_YOUR TASK:_ Format the part of the material that opens with the line containing "Scouting pass: put a marker on the tree" and closes with the line containing "[(124, 186)]" as a Markdown table with the columns Row and Line, numbering each line and leaving out blank lines.

>> Start RECORDS FOR THE TASK

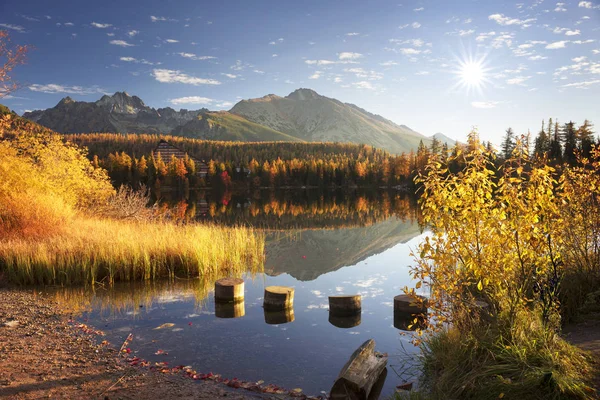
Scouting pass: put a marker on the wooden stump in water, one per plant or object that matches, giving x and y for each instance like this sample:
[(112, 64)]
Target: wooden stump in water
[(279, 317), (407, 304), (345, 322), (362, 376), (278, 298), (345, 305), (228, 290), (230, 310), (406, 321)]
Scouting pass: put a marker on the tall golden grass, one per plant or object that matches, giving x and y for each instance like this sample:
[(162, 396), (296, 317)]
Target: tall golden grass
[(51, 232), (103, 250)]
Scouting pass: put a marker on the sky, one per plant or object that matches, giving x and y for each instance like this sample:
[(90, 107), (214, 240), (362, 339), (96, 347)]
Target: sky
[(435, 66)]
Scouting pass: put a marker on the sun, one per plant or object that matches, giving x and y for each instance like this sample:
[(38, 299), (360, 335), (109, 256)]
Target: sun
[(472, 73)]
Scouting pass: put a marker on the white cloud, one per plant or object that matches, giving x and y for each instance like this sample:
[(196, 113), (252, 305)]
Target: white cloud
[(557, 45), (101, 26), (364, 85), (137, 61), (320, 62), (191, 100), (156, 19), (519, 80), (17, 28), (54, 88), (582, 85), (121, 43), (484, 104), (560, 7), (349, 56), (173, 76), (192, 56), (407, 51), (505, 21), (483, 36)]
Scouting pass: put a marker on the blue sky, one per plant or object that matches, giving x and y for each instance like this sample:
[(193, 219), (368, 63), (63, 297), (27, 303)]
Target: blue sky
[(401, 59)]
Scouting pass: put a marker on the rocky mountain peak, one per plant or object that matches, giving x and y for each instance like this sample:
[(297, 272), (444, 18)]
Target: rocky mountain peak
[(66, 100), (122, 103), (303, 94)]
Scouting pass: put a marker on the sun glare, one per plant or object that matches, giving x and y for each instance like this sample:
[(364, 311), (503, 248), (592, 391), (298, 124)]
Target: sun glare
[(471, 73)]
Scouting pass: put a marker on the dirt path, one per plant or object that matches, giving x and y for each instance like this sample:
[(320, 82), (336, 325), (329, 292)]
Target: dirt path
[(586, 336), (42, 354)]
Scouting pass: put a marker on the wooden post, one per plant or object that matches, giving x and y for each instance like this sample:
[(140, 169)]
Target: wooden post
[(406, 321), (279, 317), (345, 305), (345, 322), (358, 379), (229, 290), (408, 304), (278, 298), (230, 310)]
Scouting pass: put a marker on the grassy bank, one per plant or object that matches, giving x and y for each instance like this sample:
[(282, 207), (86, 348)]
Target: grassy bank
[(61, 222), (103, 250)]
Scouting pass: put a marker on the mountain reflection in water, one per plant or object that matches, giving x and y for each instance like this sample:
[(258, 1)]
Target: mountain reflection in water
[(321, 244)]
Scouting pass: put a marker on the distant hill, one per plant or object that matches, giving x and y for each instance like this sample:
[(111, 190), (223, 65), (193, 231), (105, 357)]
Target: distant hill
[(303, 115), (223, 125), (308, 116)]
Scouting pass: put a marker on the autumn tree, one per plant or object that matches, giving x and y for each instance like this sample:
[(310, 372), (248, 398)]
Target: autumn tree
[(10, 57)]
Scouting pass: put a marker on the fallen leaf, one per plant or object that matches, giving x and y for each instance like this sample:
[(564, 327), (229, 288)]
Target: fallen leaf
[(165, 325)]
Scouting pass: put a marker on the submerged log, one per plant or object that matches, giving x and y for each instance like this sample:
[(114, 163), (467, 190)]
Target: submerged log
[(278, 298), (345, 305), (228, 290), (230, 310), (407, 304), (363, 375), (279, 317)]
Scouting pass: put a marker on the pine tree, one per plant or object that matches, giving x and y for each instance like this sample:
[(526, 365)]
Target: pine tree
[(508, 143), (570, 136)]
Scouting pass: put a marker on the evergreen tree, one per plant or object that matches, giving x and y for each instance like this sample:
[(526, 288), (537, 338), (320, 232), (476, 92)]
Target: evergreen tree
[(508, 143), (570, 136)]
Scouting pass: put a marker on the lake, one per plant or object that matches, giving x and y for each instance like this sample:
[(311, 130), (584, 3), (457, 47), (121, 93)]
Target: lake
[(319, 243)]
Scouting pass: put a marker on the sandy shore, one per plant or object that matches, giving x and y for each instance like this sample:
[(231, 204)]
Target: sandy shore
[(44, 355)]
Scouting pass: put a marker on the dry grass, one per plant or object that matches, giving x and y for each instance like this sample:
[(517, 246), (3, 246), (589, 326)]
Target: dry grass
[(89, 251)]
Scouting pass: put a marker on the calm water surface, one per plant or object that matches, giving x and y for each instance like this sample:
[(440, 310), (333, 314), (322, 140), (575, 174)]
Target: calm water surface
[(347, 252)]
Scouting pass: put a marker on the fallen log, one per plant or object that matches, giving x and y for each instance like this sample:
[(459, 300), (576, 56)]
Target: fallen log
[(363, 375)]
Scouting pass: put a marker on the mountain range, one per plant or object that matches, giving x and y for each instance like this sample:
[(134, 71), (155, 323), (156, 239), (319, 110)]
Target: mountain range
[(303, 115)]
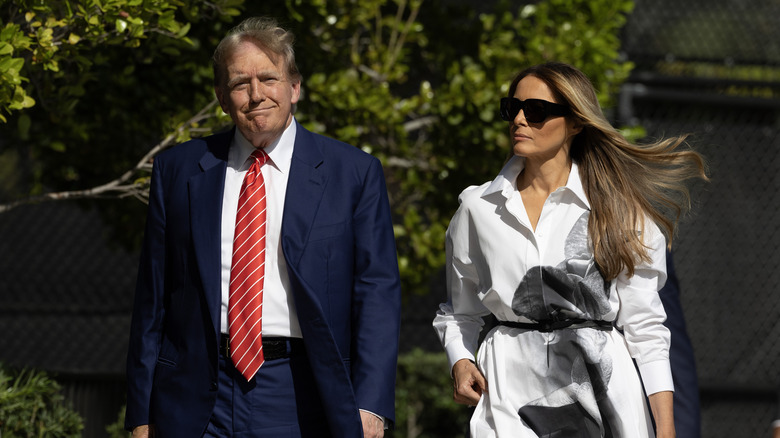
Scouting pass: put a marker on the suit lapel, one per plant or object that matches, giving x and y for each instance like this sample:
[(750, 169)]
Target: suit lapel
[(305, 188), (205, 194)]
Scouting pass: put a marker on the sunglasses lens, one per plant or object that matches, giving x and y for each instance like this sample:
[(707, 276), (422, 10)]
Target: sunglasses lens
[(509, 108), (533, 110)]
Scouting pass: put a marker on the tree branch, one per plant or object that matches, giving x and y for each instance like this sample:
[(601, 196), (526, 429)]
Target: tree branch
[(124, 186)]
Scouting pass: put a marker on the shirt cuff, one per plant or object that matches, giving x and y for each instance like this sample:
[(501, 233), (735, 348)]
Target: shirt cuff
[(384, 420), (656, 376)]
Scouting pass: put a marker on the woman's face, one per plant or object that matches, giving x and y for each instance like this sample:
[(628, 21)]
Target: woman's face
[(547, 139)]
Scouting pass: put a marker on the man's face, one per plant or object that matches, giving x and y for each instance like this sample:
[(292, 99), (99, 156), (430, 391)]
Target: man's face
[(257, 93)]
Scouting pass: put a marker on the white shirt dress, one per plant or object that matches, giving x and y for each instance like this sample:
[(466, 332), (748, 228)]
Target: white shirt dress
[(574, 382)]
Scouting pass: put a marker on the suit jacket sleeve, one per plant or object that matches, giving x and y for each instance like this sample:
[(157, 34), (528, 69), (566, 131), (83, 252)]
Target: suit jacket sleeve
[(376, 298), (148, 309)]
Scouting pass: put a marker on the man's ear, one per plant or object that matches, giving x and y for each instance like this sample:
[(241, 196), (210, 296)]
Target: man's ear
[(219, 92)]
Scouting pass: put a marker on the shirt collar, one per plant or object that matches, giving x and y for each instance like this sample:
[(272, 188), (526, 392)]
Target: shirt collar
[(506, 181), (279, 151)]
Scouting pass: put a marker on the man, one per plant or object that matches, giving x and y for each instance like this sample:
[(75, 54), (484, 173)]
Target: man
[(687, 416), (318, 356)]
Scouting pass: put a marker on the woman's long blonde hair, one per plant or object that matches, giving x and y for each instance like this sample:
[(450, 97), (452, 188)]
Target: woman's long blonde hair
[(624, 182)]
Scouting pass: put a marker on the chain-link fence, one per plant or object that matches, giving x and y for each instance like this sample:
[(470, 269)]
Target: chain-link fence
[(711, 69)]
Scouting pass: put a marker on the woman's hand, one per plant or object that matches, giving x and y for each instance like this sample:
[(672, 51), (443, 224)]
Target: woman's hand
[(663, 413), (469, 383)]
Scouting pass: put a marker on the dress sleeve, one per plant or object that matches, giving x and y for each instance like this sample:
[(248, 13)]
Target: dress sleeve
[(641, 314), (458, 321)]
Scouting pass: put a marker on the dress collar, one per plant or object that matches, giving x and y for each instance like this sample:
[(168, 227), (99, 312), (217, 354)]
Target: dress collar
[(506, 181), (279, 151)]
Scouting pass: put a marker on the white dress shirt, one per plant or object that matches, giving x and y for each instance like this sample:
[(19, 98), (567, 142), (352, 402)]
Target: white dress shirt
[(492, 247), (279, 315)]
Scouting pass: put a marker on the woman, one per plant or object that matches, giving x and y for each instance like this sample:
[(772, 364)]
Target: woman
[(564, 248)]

>> End RECORDS FOR THE TASK

_RESPONSE TO THIS EXERCISE:_
| Row | Line |
|---|---|
| 1 | Scouting pass: put a marker on the tree branch, one per plant or object that matches, giving x and y for each instance like this sample: |
| 2 | [(601, 196), (526, 429)] |
| 3 | Target: tree branch |
| 4 | [(124, 186)] |